A
Congregação para a Doutrina da Fé (CDF) publicou um “manual de instruções” para guiar, passo a passo, quem deve
fazer a averiguação da verdade – desde a notitia
de delicto (suspeita de crime) à res iudicata (conclusão
final) – quando um menor sofre abusos por
parte dum clérigo.
É uma resposta precisa e minuciosa às perguntas
mais recorrentes, plasmada num vade-mécum de instruções que, em pouco mais de
30 páginas e 9 capítulos, fornece 164 pontos de procedimento no tratamento destes
casos de abuso. Não configura, pois, um texto normativo, muito menos nova
legislação, mas é um instrumento de ajuda aos ordinários e agentes do direito
que têm a necessidade de traduzir em ações concretas a normativa canónica sobre
os delicta graviora (crimes mais graves) que representam “para toda a Igreja uma ferida profunda e dolorosa que
exige ser curada”. Solicitado no encontro dos presidentes das conferências episcopais
do mundo sobre a proteção dos menores na Igreja, realizado no Vaticano de 21 a
24 de fevereiro de 2019, o vade-mécum é publicado na versão denominada “1.0”

Entradas do exercício:
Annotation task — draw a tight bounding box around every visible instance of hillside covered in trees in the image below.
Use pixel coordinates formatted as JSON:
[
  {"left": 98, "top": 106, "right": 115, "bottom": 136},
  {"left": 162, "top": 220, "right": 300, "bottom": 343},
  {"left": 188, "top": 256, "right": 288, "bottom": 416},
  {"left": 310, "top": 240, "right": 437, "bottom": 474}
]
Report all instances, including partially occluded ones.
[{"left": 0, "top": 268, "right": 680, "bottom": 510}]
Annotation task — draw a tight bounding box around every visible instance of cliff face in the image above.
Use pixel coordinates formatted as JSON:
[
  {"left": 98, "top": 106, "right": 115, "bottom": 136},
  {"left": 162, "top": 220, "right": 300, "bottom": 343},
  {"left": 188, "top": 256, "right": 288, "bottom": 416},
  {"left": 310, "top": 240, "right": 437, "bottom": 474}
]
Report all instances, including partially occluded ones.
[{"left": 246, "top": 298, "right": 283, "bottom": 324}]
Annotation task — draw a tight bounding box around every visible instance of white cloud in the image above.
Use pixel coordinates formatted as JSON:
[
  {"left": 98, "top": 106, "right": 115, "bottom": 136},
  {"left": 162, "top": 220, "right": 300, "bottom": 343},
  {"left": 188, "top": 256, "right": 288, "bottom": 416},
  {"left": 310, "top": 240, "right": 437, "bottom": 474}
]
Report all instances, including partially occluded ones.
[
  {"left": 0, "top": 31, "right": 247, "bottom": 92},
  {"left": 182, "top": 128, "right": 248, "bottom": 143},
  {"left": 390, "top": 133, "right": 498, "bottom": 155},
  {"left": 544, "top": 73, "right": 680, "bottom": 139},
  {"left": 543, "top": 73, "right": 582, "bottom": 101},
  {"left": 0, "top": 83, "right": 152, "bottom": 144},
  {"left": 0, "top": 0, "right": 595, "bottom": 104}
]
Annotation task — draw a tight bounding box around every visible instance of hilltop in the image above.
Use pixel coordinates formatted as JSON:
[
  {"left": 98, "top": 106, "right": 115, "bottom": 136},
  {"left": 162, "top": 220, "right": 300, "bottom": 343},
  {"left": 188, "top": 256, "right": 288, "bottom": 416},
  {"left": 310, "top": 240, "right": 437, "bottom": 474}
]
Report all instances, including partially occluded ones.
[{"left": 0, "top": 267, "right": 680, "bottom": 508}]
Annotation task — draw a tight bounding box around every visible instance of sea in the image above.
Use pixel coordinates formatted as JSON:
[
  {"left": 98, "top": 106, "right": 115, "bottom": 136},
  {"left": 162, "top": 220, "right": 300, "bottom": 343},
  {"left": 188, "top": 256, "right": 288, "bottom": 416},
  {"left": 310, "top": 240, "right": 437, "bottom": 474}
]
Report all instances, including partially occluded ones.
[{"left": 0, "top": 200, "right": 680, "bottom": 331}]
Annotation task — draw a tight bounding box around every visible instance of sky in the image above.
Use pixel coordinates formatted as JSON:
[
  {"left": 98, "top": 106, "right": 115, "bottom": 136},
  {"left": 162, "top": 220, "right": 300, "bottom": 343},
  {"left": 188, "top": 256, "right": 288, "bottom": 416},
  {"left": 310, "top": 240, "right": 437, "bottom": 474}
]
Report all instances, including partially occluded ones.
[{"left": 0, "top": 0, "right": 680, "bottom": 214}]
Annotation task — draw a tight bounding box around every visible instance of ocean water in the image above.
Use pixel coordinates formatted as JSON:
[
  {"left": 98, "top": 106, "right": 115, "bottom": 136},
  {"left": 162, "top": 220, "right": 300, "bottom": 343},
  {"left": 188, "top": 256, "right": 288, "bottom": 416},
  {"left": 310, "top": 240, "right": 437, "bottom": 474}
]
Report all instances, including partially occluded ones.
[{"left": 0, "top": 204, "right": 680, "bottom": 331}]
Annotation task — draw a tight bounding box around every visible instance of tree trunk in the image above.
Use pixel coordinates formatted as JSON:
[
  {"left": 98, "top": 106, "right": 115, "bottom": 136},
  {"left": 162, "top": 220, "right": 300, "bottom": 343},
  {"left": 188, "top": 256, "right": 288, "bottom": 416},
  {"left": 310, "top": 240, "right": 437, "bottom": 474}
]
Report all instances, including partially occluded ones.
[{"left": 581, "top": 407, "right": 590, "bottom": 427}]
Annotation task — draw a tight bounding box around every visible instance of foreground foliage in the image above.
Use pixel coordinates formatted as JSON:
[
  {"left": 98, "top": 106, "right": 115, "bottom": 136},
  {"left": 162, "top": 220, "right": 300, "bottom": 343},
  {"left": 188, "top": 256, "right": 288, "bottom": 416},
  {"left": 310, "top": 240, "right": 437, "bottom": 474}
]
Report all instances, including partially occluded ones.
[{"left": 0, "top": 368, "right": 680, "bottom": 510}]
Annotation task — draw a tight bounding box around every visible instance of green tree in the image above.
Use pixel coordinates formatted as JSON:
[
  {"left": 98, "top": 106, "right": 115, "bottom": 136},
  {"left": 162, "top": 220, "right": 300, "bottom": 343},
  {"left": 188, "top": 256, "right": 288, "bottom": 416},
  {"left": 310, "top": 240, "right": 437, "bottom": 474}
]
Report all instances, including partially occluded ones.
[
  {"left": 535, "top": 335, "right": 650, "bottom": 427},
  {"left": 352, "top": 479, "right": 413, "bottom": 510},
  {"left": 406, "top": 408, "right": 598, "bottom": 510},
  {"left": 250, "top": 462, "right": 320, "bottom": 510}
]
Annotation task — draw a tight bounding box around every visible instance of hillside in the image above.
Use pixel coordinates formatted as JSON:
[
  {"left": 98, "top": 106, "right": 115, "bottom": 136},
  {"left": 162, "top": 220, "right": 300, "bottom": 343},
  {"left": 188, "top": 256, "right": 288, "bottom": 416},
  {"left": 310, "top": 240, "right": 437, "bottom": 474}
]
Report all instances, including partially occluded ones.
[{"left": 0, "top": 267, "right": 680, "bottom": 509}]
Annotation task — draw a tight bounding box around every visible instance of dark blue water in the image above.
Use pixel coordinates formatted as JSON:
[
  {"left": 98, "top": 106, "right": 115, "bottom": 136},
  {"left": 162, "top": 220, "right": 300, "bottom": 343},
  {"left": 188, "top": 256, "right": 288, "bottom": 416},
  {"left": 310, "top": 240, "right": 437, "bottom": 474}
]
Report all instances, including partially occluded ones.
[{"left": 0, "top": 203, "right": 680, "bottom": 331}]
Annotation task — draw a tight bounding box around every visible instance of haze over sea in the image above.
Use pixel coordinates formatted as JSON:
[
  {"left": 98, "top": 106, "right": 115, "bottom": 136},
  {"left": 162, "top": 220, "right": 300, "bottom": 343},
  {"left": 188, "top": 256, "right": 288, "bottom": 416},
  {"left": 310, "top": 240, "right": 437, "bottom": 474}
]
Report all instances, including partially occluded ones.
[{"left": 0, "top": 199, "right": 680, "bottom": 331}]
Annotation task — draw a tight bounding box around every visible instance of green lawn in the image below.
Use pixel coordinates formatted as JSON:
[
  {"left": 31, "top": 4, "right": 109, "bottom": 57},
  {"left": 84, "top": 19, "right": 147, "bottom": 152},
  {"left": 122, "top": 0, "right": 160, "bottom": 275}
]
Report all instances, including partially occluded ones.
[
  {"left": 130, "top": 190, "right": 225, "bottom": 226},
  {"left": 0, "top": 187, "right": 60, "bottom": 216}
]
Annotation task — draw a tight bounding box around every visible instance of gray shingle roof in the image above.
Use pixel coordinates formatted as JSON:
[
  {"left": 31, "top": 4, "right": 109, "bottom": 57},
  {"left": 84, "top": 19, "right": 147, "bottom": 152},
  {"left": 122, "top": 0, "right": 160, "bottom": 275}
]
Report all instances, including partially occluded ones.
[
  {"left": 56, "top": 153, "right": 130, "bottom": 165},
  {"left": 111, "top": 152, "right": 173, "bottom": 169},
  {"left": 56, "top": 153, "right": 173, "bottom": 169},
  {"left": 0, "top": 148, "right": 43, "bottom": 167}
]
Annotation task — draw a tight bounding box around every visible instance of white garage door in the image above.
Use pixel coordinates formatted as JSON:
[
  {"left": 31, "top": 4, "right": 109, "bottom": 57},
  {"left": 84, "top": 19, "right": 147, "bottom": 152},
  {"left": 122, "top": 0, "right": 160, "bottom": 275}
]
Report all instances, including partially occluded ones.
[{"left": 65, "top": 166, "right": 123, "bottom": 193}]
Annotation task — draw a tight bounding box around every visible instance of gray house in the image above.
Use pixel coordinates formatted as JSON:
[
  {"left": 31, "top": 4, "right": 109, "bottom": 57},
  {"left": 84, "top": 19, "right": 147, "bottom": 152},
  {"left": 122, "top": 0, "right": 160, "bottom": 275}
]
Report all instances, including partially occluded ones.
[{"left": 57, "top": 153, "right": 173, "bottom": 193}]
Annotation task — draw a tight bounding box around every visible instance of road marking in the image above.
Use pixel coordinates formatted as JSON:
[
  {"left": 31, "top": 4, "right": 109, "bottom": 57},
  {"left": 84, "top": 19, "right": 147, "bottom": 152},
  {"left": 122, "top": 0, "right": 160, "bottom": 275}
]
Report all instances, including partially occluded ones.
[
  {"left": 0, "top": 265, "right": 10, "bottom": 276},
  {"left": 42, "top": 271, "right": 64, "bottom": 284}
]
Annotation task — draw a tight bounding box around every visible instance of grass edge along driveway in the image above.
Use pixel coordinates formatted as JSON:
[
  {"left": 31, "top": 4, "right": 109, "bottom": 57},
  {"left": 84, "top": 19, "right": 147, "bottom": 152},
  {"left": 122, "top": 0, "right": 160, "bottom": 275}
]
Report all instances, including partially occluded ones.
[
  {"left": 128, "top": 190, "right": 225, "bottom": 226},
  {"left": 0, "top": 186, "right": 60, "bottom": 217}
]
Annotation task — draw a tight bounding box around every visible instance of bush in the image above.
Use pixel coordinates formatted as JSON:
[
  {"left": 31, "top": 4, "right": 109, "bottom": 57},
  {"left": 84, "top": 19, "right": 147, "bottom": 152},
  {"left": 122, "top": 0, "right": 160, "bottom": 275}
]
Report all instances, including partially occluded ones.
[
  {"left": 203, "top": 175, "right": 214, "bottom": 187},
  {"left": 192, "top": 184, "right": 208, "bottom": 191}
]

Objetivo indicado 1: Enumere as expressões latinas do texto citado que surgem acompanhadas de tradução entre parênteses, indicando para cada uma essa tradução.
Objetivo indicado 2: Reúna todas as linhas das entradas em que aparece a palavra "hillside".
As entradas não têm qualquer relação com o texto citado.

Resposta escrita 1:
notitia de delicto (suspeita de crime)
res iudicata (conclusão final)
delicta graviora (crimes mais graves)

Resposta escrita 2:
Annotation task — draw a tight bounding box around every visible instance of hillside covered in trees in the image below.
Annotation task — draw a tight bounding box around every visible instance of hillside in the image above.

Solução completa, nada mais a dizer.